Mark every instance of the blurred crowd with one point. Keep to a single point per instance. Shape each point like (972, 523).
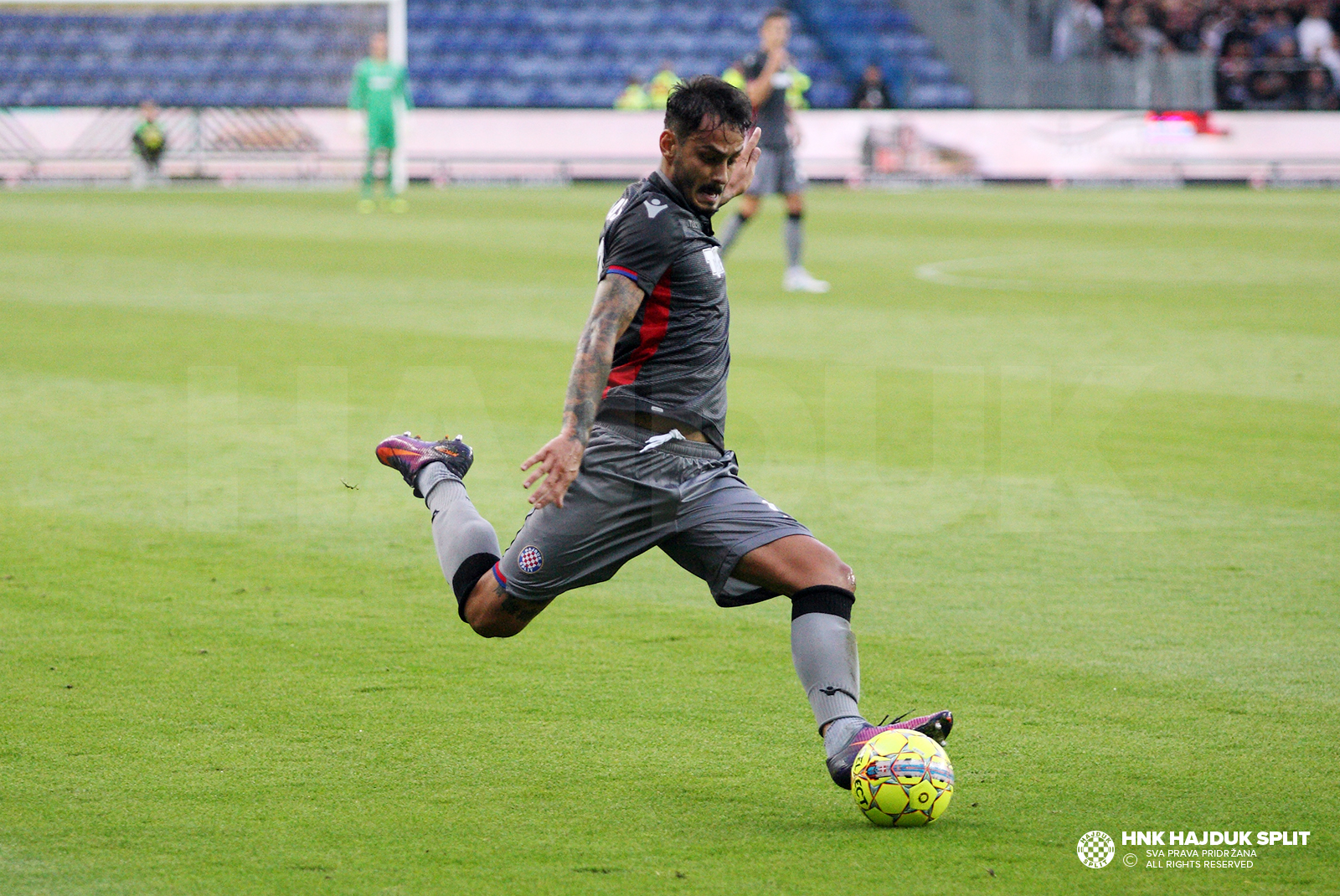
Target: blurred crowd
(1270, 54)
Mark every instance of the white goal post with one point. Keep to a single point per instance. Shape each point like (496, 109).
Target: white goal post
(397, 36)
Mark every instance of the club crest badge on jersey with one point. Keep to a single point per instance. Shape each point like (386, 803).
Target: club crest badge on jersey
(531, 559)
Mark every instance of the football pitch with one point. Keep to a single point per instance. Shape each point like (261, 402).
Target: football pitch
(1082, 449)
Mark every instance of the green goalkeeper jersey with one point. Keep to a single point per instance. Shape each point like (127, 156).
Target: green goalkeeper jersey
(377, 87)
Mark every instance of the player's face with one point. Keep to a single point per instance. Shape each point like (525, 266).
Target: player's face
(700, 163)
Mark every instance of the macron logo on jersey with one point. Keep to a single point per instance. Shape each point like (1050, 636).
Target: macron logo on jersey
(714, 256)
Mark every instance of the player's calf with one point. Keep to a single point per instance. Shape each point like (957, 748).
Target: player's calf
(492, 612)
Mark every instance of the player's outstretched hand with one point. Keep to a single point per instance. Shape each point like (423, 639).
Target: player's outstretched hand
(743, 176)
(559, 462)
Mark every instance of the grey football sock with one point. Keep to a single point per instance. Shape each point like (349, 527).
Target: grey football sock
(466, 544)
(841, 732)
(795, 234)
(732, 230)
(824, 652)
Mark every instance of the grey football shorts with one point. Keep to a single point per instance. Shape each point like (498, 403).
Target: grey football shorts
(683, 497)
(776, 173)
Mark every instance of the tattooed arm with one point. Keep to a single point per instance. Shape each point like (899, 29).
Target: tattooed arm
(616, 301)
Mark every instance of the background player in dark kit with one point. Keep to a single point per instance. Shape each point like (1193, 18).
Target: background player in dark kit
(768, 74)
(640, 460)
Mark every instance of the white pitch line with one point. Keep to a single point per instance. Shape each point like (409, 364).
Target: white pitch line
(941, 272)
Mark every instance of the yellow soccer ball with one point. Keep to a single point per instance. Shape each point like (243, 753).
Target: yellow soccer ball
(902, 779)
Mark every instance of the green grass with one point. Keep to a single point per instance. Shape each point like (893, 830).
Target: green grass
(1079, 446)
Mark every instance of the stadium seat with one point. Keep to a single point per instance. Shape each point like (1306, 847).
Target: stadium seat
(507, 53)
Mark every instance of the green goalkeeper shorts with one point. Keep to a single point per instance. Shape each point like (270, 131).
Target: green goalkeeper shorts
(381, 133)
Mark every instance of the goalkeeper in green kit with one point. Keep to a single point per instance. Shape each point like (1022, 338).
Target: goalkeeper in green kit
(381, 87)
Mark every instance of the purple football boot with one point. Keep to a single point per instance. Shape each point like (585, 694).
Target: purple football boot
(935, 726)
(408, 454)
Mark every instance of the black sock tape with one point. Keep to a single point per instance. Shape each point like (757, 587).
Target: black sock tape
(823, 599)
(468, 574)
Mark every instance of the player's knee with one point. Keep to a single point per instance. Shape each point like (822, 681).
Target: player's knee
(495, 626)
(848, 576)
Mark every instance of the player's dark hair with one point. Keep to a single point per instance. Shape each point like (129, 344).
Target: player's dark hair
(707, 98)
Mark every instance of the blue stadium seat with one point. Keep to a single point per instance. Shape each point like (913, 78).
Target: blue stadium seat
(507, 53)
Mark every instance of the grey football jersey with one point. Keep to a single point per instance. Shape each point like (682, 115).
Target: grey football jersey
(674, 357)
(772, 114)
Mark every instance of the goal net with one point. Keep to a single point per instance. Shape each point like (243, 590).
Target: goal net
(227, 74)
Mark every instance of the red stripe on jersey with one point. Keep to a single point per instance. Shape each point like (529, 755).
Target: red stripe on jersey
(656, 317)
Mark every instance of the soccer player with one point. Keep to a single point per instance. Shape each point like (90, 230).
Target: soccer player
(770, 76)
(381, 89)
(640, 460)
(149, 142)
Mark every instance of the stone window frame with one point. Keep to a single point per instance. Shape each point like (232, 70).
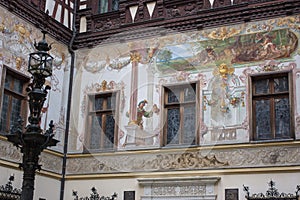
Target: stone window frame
(180, 105)
(103, 113)
(272, 96)
(12, 93)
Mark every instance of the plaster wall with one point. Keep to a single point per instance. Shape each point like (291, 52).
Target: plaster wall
(45, 187)
(257, 182)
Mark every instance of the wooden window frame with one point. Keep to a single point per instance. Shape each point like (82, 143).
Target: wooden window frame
(271, 96)
(11, 93)
(181, 105)
(103, 113)
(96, 7)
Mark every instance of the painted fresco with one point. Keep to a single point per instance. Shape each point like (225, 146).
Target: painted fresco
(237, 50)
(17, 40)
(219, 59)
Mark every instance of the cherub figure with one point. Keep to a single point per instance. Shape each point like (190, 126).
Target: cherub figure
(141, 112)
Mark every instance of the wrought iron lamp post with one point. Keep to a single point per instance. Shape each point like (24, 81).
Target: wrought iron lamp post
(32, 141)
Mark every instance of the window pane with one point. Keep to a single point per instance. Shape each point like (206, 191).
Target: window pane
(103, 6)
(16, 110)
(173, 123)
(263, 121)
(173, 96)
(282, 117)
(99, 104)
(18, 86)
(109, 132)
(8, 81)
(262, 86)
(111, 102)
(281, 84)
(95, 132)
(115, 5)
(189, 117)
(189, 94)
(4, 114)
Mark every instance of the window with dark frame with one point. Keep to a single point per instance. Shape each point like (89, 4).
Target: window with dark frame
(14, 99)
(105, 6)
(102, 118)
(271, 107)
(180, 110)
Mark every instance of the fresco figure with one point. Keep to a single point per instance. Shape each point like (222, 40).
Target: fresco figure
(141, 112)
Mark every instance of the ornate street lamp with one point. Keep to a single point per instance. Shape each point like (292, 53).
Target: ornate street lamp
(32, 141)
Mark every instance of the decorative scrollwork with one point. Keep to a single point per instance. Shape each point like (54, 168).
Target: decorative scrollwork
(94, 196)
(272, 193)
(8, 192)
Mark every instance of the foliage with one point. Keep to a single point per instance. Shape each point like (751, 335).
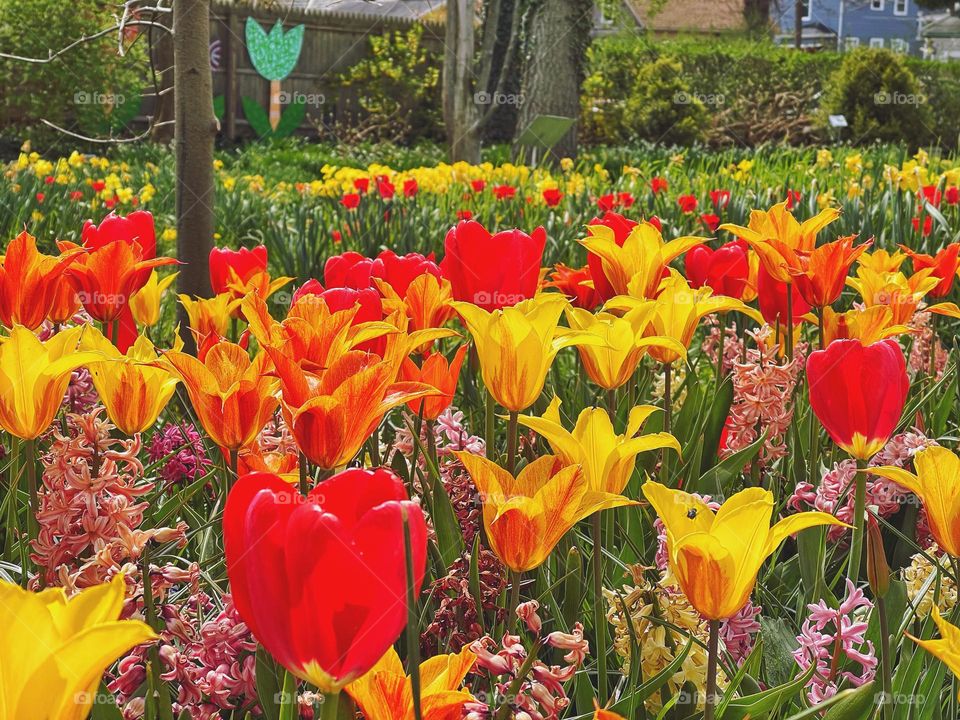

**WHAT NEEDS TO BE DONE**
Extract every line of the listing above that contains the string "blurred", treating uppercase and lowercase as different.

**SOLUTION TO THIS EXERCISE**
Mark every instance of the blurred crowd with one point. Keep to a single point per instance. Shape each point like (972, 523).
Target: blurred crowd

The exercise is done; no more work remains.